--- Start of INFORMATION PROVIDED ---

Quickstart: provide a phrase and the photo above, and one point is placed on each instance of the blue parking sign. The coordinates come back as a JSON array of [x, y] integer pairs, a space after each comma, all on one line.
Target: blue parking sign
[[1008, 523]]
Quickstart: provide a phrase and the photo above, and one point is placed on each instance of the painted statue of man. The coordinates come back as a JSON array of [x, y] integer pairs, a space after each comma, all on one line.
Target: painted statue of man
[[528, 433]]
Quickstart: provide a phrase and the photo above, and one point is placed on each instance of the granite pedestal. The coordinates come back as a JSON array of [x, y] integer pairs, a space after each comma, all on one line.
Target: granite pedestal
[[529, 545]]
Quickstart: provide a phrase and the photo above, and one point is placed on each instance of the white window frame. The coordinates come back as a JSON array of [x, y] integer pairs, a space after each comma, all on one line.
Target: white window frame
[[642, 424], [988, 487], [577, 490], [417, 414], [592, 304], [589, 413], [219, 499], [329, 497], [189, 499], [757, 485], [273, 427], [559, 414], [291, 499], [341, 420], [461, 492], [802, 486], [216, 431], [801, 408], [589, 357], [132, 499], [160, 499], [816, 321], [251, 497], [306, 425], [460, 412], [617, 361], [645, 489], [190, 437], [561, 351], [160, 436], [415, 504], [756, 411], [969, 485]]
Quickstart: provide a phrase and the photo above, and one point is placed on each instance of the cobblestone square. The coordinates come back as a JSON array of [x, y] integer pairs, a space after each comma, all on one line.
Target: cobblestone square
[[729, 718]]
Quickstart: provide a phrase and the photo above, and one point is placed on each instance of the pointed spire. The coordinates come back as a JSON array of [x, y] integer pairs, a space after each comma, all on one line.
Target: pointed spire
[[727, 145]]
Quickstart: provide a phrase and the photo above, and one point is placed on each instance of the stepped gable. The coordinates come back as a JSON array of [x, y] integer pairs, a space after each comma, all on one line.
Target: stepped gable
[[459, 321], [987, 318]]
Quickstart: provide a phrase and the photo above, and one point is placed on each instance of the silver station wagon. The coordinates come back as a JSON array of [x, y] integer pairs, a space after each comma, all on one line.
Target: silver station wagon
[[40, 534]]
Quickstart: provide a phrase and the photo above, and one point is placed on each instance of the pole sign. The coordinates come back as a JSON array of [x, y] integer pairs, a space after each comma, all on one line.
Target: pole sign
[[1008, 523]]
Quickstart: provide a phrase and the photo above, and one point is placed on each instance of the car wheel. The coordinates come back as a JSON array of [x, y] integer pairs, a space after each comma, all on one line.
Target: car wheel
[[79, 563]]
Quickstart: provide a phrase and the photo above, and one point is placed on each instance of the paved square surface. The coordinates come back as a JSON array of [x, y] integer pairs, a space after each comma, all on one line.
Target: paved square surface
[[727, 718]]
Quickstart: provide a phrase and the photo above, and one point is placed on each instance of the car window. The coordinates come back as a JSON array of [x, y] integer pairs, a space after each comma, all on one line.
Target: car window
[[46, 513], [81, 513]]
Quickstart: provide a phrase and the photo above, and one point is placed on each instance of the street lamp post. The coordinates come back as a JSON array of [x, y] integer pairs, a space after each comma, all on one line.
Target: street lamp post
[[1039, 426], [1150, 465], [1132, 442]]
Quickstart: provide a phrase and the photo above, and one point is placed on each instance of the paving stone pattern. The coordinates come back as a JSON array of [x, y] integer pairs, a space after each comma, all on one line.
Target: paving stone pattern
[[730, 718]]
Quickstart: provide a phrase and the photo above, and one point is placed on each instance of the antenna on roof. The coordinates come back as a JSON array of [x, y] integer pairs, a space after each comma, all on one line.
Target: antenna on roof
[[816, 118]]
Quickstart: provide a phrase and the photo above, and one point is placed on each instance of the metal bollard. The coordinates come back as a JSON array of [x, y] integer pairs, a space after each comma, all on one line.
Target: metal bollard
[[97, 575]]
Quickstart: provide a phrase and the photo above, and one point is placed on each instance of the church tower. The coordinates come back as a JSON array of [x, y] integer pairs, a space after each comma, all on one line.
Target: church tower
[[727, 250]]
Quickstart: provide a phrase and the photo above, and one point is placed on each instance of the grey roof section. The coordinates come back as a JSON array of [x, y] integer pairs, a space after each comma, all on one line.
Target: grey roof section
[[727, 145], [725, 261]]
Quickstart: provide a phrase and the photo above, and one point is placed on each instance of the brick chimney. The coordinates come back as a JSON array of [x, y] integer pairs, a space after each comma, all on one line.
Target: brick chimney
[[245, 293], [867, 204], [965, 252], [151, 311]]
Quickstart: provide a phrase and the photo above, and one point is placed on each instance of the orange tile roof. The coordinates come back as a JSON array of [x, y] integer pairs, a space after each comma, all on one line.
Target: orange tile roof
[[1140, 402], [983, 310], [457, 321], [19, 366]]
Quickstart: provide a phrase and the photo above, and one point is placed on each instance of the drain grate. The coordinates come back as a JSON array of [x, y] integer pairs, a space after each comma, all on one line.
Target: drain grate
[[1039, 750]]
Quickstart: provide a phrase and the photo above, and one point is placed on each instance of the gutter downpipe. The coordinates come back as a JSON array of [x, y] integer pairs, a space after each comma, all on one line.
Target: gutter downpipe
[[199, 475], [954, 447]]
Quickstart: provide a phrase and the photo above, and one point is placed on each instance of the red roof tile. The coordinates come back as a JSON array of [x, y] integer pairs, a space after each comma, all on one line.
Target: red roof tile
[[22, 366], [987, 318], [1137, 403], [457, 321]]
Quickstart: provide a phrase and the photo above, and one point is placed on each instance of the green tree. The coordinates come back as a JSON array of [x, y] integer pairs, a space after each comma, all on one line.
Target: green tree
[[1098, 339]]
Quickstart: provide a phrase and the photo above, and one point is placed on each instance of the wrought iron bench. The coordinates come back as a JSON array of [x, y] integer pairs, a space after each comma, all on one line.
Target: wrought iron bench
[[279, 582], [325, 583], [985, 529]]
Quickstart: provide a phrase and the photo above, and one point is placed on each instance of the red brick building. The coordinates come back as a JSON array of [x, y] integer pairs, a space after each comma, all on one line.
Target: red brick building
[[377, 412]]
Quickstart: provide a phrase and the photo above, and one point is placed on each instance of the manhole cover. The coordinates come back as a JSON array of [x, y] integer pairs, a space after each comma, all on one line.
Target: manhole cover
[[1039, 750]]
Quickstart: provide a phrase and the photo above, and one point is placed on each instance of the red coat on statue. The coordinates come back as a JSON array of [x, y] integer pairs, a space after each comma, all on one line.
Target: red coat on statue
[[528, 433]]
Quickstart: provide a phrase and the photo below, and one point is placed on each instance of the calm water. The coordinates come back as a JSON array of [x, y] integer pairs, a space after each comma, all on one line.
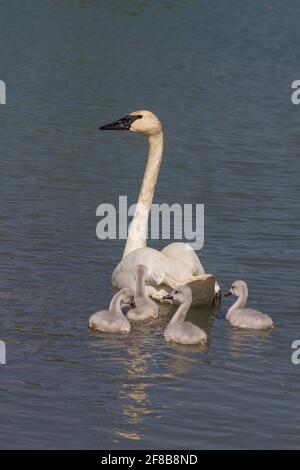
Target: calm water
[[219, 76]]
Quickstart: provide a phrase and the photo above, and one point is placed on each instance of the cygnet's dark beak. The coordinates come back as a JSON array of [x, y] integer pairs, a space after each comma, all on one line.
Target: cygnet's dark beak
[[168, 297], [122, 124]]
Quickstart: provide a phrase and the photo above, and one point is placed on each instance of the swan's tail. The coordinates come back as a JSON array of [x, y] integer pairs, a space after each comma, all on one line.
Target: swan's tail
[[203, 288]]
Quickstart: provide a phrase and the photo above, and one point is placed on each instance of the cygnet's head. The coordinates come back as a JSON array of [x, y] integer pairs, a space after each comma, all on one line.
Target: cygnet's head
[[141, 271], [138, 121], [126, 296], [237, 289], [180, 294]]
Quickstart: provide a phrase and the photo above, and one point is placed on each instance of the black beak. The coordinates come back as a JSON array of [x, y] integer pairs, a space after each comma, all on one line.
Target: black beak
[[122, 124], [168, 297]]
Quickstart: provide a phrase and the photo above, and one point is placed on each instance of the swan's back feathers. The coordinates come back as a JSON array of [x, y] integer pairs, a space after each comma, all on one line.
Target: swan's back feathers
[[124, 273]]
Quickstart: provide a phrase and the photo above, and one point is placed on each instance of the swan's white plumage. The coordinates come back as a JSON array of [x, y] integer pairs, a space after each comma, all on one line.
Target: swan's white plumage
[[177, 263]]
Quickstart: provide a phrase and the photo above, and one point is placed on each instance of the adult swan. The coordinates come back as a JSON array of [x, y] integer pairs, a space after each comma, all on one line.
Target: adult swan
[[177, 263]]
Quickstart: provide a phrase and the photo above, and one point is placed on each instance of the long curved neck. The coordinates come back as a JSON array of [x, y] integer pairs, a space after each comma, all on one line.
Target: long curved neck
[[240, 302], [115, 303], [138, 228], [181, 313]]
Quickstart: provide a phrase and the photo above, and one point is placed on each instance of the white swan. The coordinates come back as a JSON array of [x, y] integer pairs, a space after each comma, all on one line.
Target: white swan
[[144, 306], [243, 317], [177, 263], [113, 320], [179, 330]]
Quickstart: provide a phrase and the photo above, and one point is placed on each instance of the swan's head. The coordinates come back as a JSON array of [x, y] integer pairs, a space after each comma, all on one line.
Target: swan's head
[[138, 121], [237, 289], [180, 295]]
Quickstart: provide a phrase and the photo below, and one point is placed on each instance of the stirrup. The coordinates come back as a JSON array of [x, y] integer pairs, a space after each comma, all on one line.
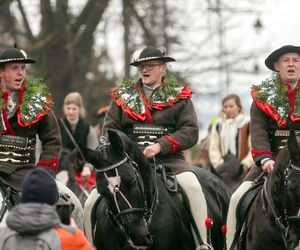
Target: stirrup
[[204, 246]]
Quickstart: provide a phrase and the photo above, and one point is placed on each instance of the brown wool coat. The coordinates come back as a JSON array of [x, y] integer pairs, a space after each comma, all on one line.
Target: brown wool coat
[[181, 116], [48, 132], [260, 126]]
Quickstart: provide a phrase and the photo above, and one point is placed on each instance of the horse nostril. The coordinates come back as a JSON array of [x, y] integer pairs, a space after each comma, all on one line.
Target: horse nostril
[[149, 240]]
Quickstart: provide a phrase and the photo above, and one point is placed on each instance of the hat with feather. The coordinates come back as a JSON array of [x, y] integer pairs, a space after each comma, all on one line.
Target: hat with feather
[[12, 55], [151, 53], [274, 56]]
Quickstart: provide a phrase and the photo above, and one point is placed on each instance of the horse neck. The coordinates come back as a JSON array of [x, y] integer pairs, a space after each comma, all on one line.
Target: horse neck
[[276, 189]]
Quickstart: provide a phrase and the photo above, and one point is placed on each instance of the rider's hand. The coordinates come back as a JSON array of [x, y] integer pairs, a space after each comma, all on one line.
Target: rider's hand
[[268, 166], [86, 171], [152, 150]]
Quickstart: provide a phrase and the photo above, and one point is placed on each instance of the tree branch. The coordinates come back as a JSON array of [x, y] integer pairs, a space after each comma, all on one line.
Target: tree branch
[[47, 22], [25, 21]]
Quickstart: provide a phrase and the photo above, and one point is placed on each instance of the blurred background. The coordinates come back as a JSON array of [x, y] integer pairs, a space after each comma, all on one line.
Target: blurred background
[[86, 45]]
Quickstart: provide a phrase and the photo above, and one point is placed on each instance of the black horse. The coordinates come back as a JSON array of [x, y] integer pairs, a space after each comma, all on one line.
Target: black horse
[[230, 172], [273, 220], [137, 211]]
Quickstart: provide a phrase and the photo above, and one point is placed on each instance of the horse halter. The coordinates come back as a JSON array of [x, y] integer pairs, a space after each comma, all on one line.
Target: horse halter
[[114, 186], [282, 222]]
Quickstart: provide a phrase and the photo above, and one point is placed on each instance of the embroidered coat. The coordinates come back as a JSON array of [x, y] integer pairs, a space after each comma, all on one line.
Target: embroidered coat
[[241, 142], [265, 118], [45, 127], [179, 113]]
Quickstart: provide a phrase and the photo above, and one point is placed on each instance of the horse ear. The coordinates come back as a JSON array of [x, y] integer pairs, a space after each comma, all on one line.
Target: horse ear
[[114, 137]]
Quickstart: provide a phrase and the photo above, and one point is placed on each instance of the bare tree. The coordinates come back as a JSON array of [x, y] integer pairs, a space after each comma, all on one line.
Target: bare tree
[[64, 44]]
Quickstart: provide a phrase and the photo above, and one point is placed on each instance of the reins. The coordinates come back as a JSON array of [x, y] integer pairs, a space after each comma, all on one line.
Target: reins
[[115, 185], [282, 222]]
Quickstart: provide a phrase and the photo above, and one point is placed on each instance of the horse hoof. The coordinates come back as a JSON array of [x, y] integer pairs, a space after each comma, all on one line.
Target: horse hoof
[[204, 247]]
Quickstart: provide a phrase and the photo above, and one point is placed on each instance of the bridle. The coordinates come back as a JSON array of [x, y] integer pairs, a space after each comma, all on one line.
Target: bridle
[[123, 216], [281, 221]]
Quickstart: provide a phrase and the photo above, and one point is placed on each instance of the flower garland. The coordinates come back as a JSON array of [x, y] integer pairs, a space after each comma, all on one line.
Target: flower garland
[[128, 95], [36, 99], [36, 102], [274, 93]]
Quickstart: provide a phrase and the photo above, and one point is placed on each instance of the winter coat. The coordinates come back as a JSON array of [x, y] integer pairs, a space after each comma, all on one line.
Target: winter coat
[[44, 125], [231, 136], [266, 118], [178, 114], [39, 224]]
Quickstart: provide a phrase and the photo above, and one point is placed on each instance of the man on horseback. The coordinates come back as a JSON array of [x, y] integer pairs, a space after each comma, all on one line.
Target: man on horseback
[[144, 110], [25, 113], [274, 112]]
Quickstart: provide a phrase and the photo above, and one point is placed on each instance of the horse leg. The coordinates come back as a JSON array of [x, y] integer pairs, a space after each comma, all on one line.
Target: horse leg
[[77, 213], [189, 182], [231, 217], [94, 195]]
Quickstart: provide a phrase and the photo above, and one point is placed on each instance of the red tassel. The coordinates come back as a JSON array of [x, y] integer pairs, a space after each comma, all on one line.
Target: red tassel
[[209, 223]]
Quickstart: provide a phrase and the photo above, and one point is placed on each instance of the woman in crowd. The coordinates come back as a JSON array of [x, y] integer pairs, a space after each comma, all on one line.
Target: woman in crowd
[[74, 130], [230, 135]]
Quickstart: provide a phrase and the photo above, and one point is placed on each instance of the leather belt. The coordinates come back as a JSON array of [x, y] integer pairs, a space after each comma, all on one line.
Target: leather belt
[[17, 149], [279, 138], [147, 134]]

--- End of INFORMATION PROVIDED ---

• [SET PROBLEM]: Starting at the line containing "of the pole" and ending with the line containing "[[727, 718]]", rewrite that stretch of the listing with "integer pairs" renamed to "whole-number pairs" and everything else left as is.

• [EXERCISE RESULT]:
Quickstart: provide a phrase and the photo above, and one point is placed on each instance of the pole sign. The coordinates come back as a JSON array of [x, y] whole-number pairs, a space after each comma, all on one line.
Target: pole sign
[[1008, 523]]
Quickstart: provide a phrase and the photo above, and one point is placed on each instance of the car wheel. The coordinates come back as a JSON array of [x, y] whole-number pairs, a space after each comma, all on one line.
Target: car wheel
[[79, 563]]
Quickstart: provide a phrase and the photo above, and one point is placed on each instance of the paved square surface. The coordinates come back as a JSON array of [x, y] whole-number pairs, a space after each comma, all on one line.
Target: paved square surface
[[727, 718]]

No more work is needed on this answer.